KUTIPAN DOKUMEN.

Dokter: Jangan Sampai Anak Sudah Stunting Baru Diperiksakan, Cegah Sejak Dini

Stunting tidak melulu terjadi karena minimnya asupan gizi anak.

Antara/Feny Selly
Petugas kesehatan menimbang berat badan bayi di Posyandu Delima 33, Palembang, Sumatra Selatan, Rabu (24/3/2021). Memantau pertambahan berat badan bayi merupakan salah satu cara deteksi dini stunting.
Rep: Santi Sopia Red: Reiny Dwinanda

REPUBLIKA.CO.ID, JAKARTA — Stunting merupakan suatu kondisi malanutrisi pada anak yang sebetulnya dapat dicegah sedini mungkin. Jika tidak diintervensi, anak yang mengalami stunting bisa tumbuh lebih pendek dibandingkan tinggi normal seusianya sampai dewasa.

Lebih parahnya lagi, stunting sangat berdampak pada perkembangan otak. Anak stunting juga akan mengalami gangguan kecerdasan karena kekurangan gizi mengakibatkan penahanan lemak dalam tubuh hingga memicu berbagai penyakit, termasuk jantung koroner.

Prof Dr dr Damayanti R Sjarif SpA(K) dari Satgas Stunting Ikatan Dokter Anak Indonesia mengatakan, memperbaiki yang sudah rusak bukan hal sederhana. Hal yang ditakuti soal stunting adalah terkait perkembangan otak dan risiko penyakit.

"Selain makan, tambah susu, distimulasi otaknya, dijalankan setengah mati, cuma sekian persen bisa diperbaiki, tapi yang penting anaknya jangan malanutrisi," kata Prof Damayanti dalam acara yang diselenggarakan aplikasi Tentang Anak, Selasa (5/4/2022).

Prof Damayanti mengimbau agar orang tua tidak terlambat memeriksakan anaknya. Jangan sampai anak sudah kurus, baru diperiksakan.

Baca Juga

"Begitu melihat tanda-tanda awal, harus segera diatasi," kata Prof Damayanti yang merupakan dokter spesialis anak konsultan nutrisi dan penyakit metabolik.

DATA YANG TERSEDIA.
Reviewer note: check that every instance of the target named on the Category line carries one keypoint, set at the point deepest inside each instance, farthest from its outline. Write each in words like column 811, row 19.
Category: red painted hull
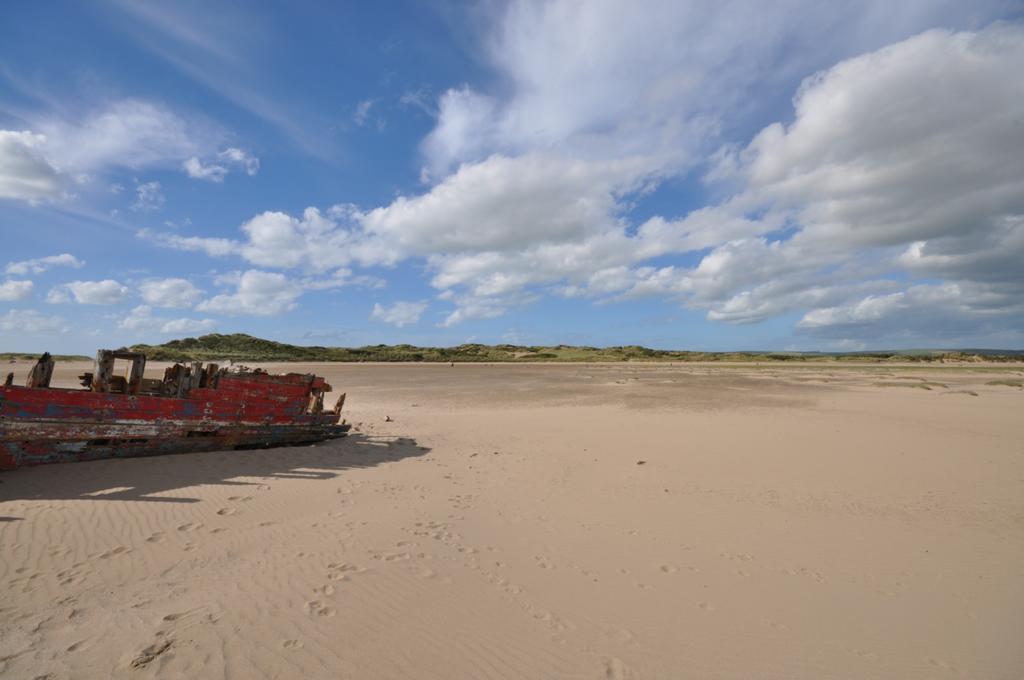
column 243, row 411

TUGAS WAJIB.
1/ Menurut artikel tentang stunting, penyakit apa yang disebut sebagai salah satu penyakit yang dapat dipicu akibat kekurangan gizi pada anak stunting?
2/ Lanjutkan artikel tentang pencegahan stunting mulai dari bagian terakhirnya.

JAWABAN LATIHAN.
1/ Penyakit jantung koroner.

2/
Untuk mengetahui tanda awal ini, penting melakukan pemeriksaan rutin timbangan berat badan bayi di posyandu. Jika pertumbuhan anak tidak sesuai panduan, grafiknya datar atau sejajar dalam buku Kesehatan Ibu dan Anak (KIA), misalnya, maka harus segera ditangani dokter.

Prof Damayanti menjelaskan bahwa stunting bukan melulu dikarenakan tidak adanya asupan pada anak. Boleh jadi ada penyakit yang menyertainya, semisal TBC, sehingga penyerapan gizi tidak optimal dan itulah yang harus diobati terlebih dulu. Begitu pula jika mencurigai anak memiliki alergi, maka dokter akan mengusulkan asupan alternatif untuk si kecil.

Berdasarkan survei Studi Status Gizi Indonesia (SSGI) 2021, prevalensi stunting sebesar 24,4 persen. Sementara berdasarkan Riskesdas 2018, prevalensi obesitas pada balita sebanyak 3,8 persen dan obesitas usia 18 tahun ke atas sebesar 21,8 persen.

Tren ini diperparah oleh pandemi Covid-19. Survei tahun 2020 yang dilaksanakan terhadap rumah tangga berpendapatan rendah di Jakarta menemukan bahwa makanan bergizi, seperti buah, sayur, daging sapi, ikan, dan kacang-kacangan yang dikonsumsi anak-anak selama pandemi lebih sedikit dibandingkan 2018.

Balita stunting akan berdampak pada penurunan kualitas sebagai sumber daya manusia di masa dewasa. Oleh sebab itu, stunting harus dicegah terutama di 1.000 Hari Pertama Kehidupan (HPK).

Lewat fase itu, gizi seimbang anak pun tetap perlu dijaga. Berbagai cara dapat dilakukan sebagai upaya pencegahan, seperti pemberian air susu ibu (ASI) dan makanan pendamping (MPASI) yang benar berbasis protein hewani.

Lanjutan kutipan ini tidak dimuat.